__Instrucciones__
a) Según el hilo sobre gaélico, ¿qué significa "bróig" en esa lengua?
b) Reproduce del hilo sobre gaélico el fragmento que va desde "# Gaélico: de" hasta "es __A Bhrogain!".
c) Resume el hilo sobre gaélico en tres oraciones.

__Texto de lectura__
--------------------

# Gaélico: de tha doi



## neftis

Hola, me podeis ayudar, por favor, alguien sabe algo de gaelico? me podeis ayudar con esta frase? Bueno os la dejo, por si acaso hay alguien por ahí que me pueda ayudar, es que no conozco un sitio en el que puedan ayudarme y como se que aqui hay gente de todo el mundo, quizas hay alguien que me pueda ayudar.
La primera frase es _De tha doi?
Y la segunda es __A Bhrogain!
Si me pudierais ayudar, os lo agradecería mogollón.
_


----------



## elpoderoso

Hola:
 Puedes preguntar en el foro ''Other languages''
Sé que Brogain es un appelido, y cuando se llama a alguién en Gaelico (al menos el gaelico de Irlandia) se usa ''a'' antes del nombre.No sé que significa la primera frase.


----------



## neftis

muchas gracias


----------



## neftis

De todas formas en el texto posterior, dice que a Bhrogain es un grito de guerra


----------



## elpoderoso

¿Podrías decirme cual libro estas leyendo?
En Gaelico bróig significa ''zapato'' y el nombre Brogain quiza tiene algo que ver con este, quiza es el nombre de un héroe en tu libro pero no creo que es un dios, al menos no he oido hablar de un con este nombre.


----------

--------------------

__Listado de datos__
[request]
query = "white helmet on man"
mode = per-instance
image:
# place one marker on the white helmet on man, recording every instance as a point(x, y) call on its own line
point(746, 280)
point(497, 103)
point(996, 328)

--------------------

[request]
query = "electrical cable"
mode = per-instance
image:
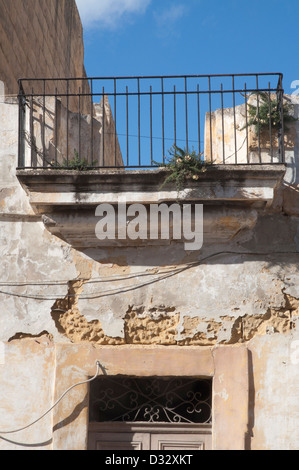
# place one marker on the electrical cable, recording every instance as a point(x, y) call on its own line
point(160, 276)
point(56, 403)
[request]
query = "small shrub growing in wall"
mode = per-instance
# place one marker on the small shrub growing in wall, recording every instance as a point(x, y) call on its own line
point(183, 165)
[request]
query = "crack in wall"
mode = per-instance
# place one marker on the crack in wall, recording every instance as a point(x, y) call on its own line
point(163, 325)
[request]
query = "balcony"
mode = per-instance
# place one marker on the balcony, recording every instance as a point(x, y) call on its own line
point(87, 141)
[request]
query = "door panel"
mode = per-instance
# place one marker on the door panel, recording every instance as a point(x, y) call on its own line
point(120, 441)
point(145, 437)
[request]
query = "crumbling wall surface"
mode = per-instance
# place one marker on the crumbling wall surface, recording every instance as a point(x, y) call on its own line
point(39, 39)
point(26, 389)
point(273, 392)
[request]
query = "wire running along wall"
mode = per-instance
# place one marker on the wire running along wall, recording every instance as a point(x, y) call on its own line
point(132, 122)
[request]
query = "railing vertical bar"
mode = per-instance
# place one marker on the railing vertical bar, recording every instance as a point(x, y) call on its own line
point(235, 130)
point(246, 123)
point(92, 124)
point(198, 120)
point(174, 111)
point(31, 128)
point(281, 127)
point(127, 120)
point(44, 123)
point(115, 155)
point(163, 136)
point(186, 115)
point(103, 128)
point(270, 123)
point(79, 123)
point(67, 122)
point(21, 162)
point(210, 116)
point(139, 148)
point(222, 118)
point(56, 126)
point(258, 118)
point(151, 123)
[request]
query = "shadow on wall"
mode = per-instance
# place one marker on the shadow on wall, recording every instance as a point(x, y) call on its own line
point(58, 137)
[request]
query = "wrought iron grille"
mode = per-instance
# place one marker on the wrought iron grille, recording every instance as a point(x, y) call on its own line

--------------------

__Respuestas__
a) Significa "zapato".

b)
# Gaélico: de tha doi



## neftis

Hola, me podeis ayudar, por favor, alguien sabe algo de gaelico? me podeis ayudar con esta frase? Bueno os la dejo, por si acaso hay alguien por ahí que me pueda ayudar, es que no conozco un sitio en el que puedan ayudarme y como se que aqui hay gente de todo el mundo, quizas hay alguien que me pueda ayudar.
La primera frase es _De tha doi?
Y la segunda es __A Bhrogain!

c) neftis pide ayuda para entender dos frases en gaélico, "De tha doi?" y "A Bhrogain!". elpoderoso recomienda preguntar en el foro "Other languages" y explica que Brogain es un apellido y que en gaélico, al menos en el de Irlanda, se pone "a" delante del nombre al llamar a alguien, aunque no sabe qué significa la primera frase. neftis añade que en el texto posterior "a Bhrogain" aparece como un grito de guerra, y elpoderoso pregunta qué libro está leyendo, señala que "bróig" significa "zapato" y opina que Brogain podría ser el nombre de un héroe, pero no de un dios.